**Records of labeled boxes:**
^^^^

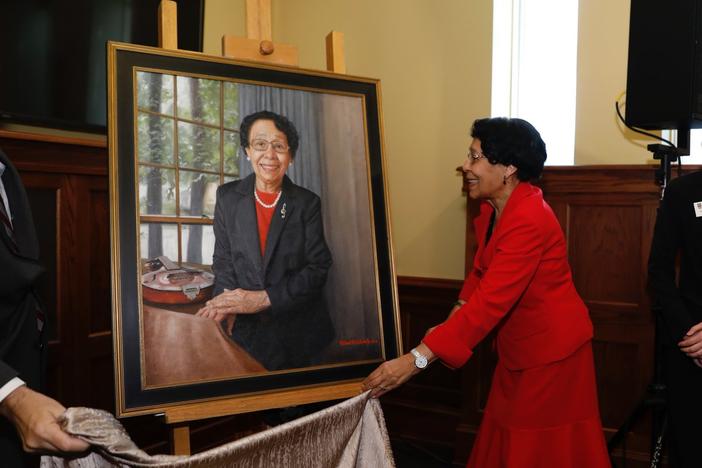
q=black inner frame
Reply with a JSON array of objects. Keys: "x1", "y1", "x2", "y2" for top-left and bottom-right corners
[{"x1": 110, "y1": 43, "x2": 399, "y2": 411}]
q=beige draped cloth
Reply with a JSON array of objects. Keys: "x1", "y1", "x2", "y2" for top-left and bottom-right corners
[{"x1": 41, "y1": 392, "x2": 395, "y2": 468}]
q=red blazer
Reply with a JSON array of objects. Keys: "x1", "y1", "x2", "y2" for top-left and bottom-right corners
[{"x1": 423, "y1": 182, "x2": 592, "y2": 370}]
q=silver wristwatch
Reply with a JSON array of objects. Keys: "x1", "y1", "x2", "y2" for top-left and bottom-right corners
[{"x1": 410, "y1": 348, "x2": 429, "y2": 369}]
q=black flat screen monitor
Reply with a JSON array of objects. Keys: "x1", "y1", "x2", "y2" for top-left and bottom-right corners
[{"x1": 0, "y1": 0, "x2": 204, "y2": 133}]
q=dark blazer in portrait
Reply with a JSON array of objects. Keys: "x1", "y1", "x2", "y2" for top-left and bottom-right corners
[
  {"x1": 0, "y1": 150, "x2": 46, "y2": 466},
  {"x1": 212, "y1": 174, "x2": 334, "y2": 370}
]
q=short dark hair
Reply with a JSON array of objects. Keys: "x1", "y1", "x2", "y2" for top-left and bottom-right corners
[
  {"x1": 239, "y1": 110, "x2": 300, "y2": 158},
  {"x1": 470, "y1": 117, "x2": 546, "y2": 181}
]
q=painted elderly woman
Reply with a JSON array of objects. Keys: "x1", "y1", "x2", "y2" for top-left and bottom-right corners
[{"x1": 197, "y1": 111, "x2": 334, "y2": 370}]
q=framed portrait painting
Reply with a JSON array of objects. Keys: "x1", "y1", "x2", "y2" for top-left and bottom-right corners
[{"x1": 108, "y1": 43, "x2": 402, "y2": 416}]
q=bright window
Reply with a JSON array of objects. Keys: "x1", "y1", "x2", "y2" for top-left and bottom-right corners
[
  {"x1": 492, "y1": 0, "x2": 578, "y2": 166},
  {"x1": 681, "y1": 129, "x2": 702, "y2": 164}
]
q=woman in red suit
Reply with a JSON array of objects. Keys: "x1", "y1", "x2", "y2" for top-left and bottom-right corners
[{"x1": 364, "y1": 118, "x2": 610, "y2": 468}]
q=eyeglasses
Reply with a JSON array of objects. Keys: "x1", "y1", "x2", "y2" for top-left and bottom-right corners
[
  {"x1": 468, "y1": 150, "x2": 485, "y2": 161},
  {"x1": 251, "y1": 138, "x2": 290, "y2": 153}
]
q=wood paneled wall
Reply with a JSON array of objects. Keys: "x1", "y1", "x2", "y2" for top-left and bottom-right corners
[{"x1": 5, "y1": 131, "x2": 697, "y2": 466}]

^^^^

**Task statement:**
Copy all the rows above line for line, with no changes, and leave out the pictures.

**Task result:**
q=black inner frame
Reply with a JSON array of objects. Keys: "x1", "y1", "x2", "y2" for top-left and bottom-right corners
[{"x1": 110, "y1": 43, "x2": 399, "y2": 411}]
q=beige draped cloth
Reply with a JSON array of objects. Keys: "x1", "y1", "x2", "y2" for top-left and bottom-right corners
[{"x1": 41, "y1": 392, "x2": 395, "y2": 468}]
q=red blazer
Reply with a JSON array of objects. Keys: "x1", "y1", "x2", "y2" for top-left and bottom-right corners
[{"x1": 423, "y1": 182, "x2": 592, "y2": 370}]
q=silver wristwatch
Reply with a JSON array of objects. Keys: "x1", "y1", "x2", "y2" for top-left and bottom-right corners
[{"x1": 410, "y1": 348, "x2": 429, "y2": 369}]
q=black flat screen monitor
Reply with a JSON array of objects. Keys: "x1", "y1", "x2", "y2" for top-left and bottom-right corners
[{"x1": 0, "y1": 0, "x2": 204, "y2": 133}]
q=dark blazer in portrait
Reply with a JSON array of objects. Keys: "x1", "y1", "x2", "y2" for top-left and bottom-right corners
[
  {"x1": 0, "y1": 150, "x2": 46, "y2": 466},
  {"x1": 212, "y1": 174, "x2": 334, "y2": 370}
]
q=short dark hair
Reply with a JSON array of objects. Keys: "x1", "y1", "x2", "y2" for top-left and bottom-right corners
[
  {"x1": 239, "y1": 110, "x2": 300, "y2": 158},
  {"x1": 470, "y1": 117, "x2": 546, "y2": 181}
]
q=painted elderly woman
Reply with a JSON array of objects. Keys: "x1", "y1", "x2", "y2" for top-left and bottom-right corners
[{"x1": 197, "y1": 111, "x2": 334, "y2": 370}]
q=framed portrait painting
Reply with a JSON array of objects. Keys: "x1", "y1", "x2", "y2" for top-left and bottom-right corners
[{"x1": 108, "y1": 43, "x2": 402, "y2": 416}]
q=bright window
Reply with a JSON array of objects. Keys: "x1", "y1", "x2", "y2" for top-left and bottom-right corners
[
  {"x1": 492, "y1": 0, "x2": 578, "y2": 166},
  {"x1": 681, "y1": 129, "x2": 702, "y2": 164}
]
q=woman in red suit
Reply with a JSON array of objects. Keys: "x1", "y1", "x2", "y2" for top-left and bottom-right corners
[{"x1": 364, "y1": 118, "x2": 610, "y2": 468}]
q=eyeglasses
Reply with a JSON array of objects. Keys: "x1", "y1", "x2", "y2" for top-left and bottom-right corners
[
  {"x1": 468, "y1": 150, "x2": 485, "y2": 161},
  {"x1": 251, "y1": 138, "x2": 290, "y2": 153}
]
q=wood paneled wall
Reply with a JSON array of objects. Keys: "x1", "y1", "x2", "y2" for top-left and bottom-right corners
[{"x1": 5, "y1": 131, "x2": 697, "y2": 466}]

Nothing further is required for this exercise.